▶ Given request 1
In the forum post about lawyers' hours, list the kinds of work named inside the parentheses.

▶ Supplied passage
## begin
Post by Anonymous User » Fri Jan 22, 2016 3:02 pm

Anonymous User wrote:
Anonymous User wrote:On the corporate side, its not the hours in and of themselves - I could function working 8am to 11pm, 5 or 6 days a week just fine - its the unpredictability of the hours, and the fact that an hour waiting for work does not equal a "billable hour" (the only hours that matter). When my MBB or Ibanking friends discuss hours worked, it is a simple conversion of hours in the office/client site/traveling = hours I worked...lawyer math is not as simple.
You can turn in perfect work product working 8 am to 11 pm straight 5-6 days a week? (Like drafting/research/real work). Damn you must be partner material

I typically stay up until 2 am even when I'm not working (I average, even when not working, 6.5 hours of sleep a night), but turning in perfect work product after working 16 hour days is not that feasible if it's on a daily basis imo. Assuming my sleep stays constant at 6.5 hours, I just feel a lot more tired when I'm actually billing/working 16 hour days rather than just waiting in the office for 16 hours if that makes any sense.
## end
A block of data:
## begin
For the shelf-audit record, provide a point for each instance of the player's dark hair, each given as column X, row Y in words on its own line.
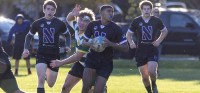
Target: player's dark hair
column 49, row 2
column 87, row 12
column 103, row 7
column 145, row 2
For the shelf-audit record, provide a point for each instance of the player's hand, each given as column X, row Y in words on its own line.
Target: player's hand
column 68, row 49
column 55, row 63
column 107, row 42
column 76, row 10
column 156, row 43
column 25, row 53
column 133, row 45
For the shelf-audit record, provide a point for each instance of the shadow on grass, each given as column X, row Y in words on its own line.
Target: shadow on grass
column 21, row 75
column 179, row 71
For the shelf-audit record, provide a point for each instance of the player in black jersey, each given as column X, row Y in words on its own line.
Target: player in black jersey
column 150, row 32
column 8, row 82
column 99, row 65
column 78, row 20
column 48, row 28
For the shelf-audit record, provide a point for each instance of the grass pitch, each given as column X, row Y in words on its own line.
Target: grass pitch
column 176, row 77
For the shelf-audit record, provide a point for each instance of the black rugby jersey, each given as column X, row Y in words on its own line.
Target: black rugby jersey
column 111, row 31
column 48, row 31
column 146, row 32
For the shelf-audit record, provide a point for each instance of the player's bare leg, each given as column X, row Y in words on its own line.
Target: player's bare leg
column 152, row 70
column 41, row 73
column 28, row 65
column 70, row 82
column 16, row 66
column 88, row 77
column 18, row 91
column 3, row 66
column 100, row 84
column 51, row 77
column 145, row 77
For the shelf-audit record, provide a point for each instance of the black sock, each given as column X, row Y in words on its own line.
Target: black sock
column 148, row 88
column 153, row 83
column 40, row 90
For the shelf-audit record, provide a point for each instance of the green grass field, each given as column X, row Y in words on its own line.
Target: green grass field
column 176, row 77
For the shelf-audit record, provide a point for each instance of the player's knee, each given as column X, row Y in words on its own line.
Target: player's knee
column 145, row 79
column 66, row 88
column 152, row 73
column 41, row 80
column 3, row 68
column 51, row 85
## end
▶ Given request 2
Please extract every line of the records that contains the string "field".

▶ Output 1
drafting
research
real work

▶ Output 2
For the shelf-audit record, provide a point for each instance of the green grass field, each given as column X, row Y in words on its own line.
Target: green grass field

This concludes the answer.